### TEXT EXTRACT:
───
David Stuurman (c. 1773 – 22 February 1830) was a Khoi chief and political activist who fought against Dutch and British colonial administration. His active career as Khoi leader spanned twenty years (1799-1819) and the three Xhosa Wars which fell within this period.

Early life
David Stuurman was a leader of the Khoi people, who fought against Dutch and British colonial rule in the Eastern Cape. Stuurman became involved in political activism during the 18th century when both the Khoi and San people were systematically dispossessed of their lands under “on ordinance by the colonists”. This meant that Stuurman, and other indigenous people, were forced to live and work on their land as labourers.

As a teenager, Stuurman went out to work on the farm of the Vermaak family, who owned a farm at Gamtoos. Among numerous incidents reported by the Bethelsdorp missionaries concerning the mistreatment of the Khoi and San at the hands of the colonialists, is a report on the poor treatment and physical abuse Johannes “Hannes” Vermaak meted out to Stuurman. The missionaries report details how Stuurman was tied to a wagon and beaten with a sjambok; after the beating salt was rubbed into his wounds and he was left tied to the wagon in the blistering sun.

During the 1790s, when the second of the Xhosa Wars broke out, Stuurman, his brother Klaas, the chief and their family abandoned Vermaak's farm along with several other Khoi in the region.

Political career
The Khoi joined forces with the Xhosa tribes and refused to return to the farm lands, thus they were labelled “the rebel captains”. They refused to return to the farms they were indentured on and many went to live at the Bethelsdorp Mission Station, near Algoa Bay.

In August, 1802, in an effort to regain Khoi independence, Stuurman led 700 men and 300 horsemen with 150 firearms, against Uniondale field cornet. In an effort to establish peace after the skirmish, Governor Francis Dundas granted land to Stuurman and his men.
───
### ENTRIES PROVIDED:
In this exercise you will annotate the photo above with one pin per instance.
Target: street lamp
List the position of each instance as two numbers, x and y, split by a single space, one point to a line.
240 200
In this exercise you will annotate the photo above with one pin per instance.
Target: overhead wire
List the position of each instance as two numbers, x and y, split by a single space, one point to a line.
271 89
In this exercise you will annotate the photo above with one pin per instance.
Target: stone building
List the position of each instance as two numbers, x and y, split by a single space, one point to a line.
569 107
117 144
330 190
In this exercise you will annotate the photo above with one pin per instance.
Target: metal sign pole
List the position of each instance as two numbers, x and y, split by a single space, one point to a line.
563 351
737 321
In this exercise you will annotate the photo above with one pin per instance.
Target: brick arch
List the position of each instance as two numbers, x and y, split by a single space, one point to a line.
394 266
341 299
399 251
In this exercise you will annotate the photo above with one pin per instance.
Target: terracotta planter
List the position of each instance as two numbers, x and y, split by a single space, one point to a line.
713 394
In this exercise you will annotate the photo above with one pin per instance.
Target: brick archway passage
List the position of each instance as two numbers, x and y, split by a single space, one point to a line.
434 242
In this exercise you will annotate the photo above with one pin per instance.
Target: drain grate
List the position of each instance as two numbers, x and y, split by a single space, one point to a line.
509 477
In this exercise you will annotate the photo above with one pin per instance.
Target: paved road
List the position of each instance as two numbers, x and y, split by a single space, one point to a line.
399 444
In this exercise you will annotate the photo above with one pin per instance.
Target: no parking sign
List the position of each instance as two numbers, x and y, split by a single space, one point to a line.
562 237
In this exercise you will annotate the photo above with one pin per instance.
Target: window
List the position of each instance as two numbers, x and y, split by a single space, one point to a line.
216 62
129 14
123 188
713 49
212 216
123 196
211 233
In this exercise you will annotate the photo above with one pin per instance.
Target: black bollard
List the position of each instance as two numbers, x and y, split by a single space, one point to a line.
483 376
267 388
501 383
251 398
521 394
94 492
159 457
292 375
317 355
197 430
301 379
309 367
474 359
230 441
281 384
───
### TO BE DONE:
a - Summarize the text about David Stuurman in two sentences.
b - Pick up the account of David Stuurman's life after its last sentence and carry it on.
The rows are separate material from the text about David Stuurman.

### OUTPUTS IN ORDER:
a - David Stuurman was a Khoi chief who fought against Dutch and British colonial rule in the Eastern Cape, and his career as a Khoi leader ran from 1799 to 1819. As a teenager he was beaten by Johannes Vermaak on the Vermaak farm at Gamtoos, and after leaving the farm when the second Xhosa War broke out, he led an 1802 attack on the Uniondale field cornet, after which Governor Francis Dundas granted land to him and his men.

b -
In 1806, Klaas Stuurman died during a buffalo hunting expedition and David succeeded him as the chief. David was suspected, even by some Khoi, to be behind his brother’s death. After Klaas’s death, the Uitenhage Magistrate, Jacob Cuyler, rescinded the land grant and unrest flared up again.

After his brother’s death Stuurman offered refuge to escaped slaves and other fugitives. They refused to appear before General Jacob Cuyler about the matter of the fugitives and as a result, the authorities bore down on their settlement.

Many of the Khoi were bound into service, their livestock and land confiscated and David and three others were imprisoned in Cape Town in early 1809. On 11 September, David Stuurman was officially charged and sent to Robben Island—he was among the first political prisoners to be jailed on the island. His crime was cited as “Disobedience to the Field Cornet”.

By December, Stuurman and others had escaped Robben Island using whaling boats to reach the mainland. Most of them were recaptured, but Stuurman made his way back to the Eastern Cape.

He remained uncaptured until the fifth Xhosa War when he was captured again and put to hard labour on Robben Island. On the 9th of August 1820, Stuurman escaped from Robben Island again. This time during a prison mutiny orchestrated by Johan Smit, Hans Trompetter and Abraham Leendert.

Stuurman was captured when he reached the mainland and tried for his crimes, especially as a two-time escapee from Robben Island. He was sentenced to life imprisonment on the penal settlement at New South Wales. On 16 December 1820 he was sent, for the third time, to Robben Island and chained to a wall until the transportation order could be carried out.

Exile
In April 1823, the convict ship Brampton, reached Sydney with Stuurman and 11 other South Africans, including another Khoikhoi, Jantjie Piet on board. After six years in government service, working at military barracks, Stuurman obtained a ticket of leave which allowed him to work for wages. His wife drew up a petition to Queen Victoria for his release, but nothing came of it.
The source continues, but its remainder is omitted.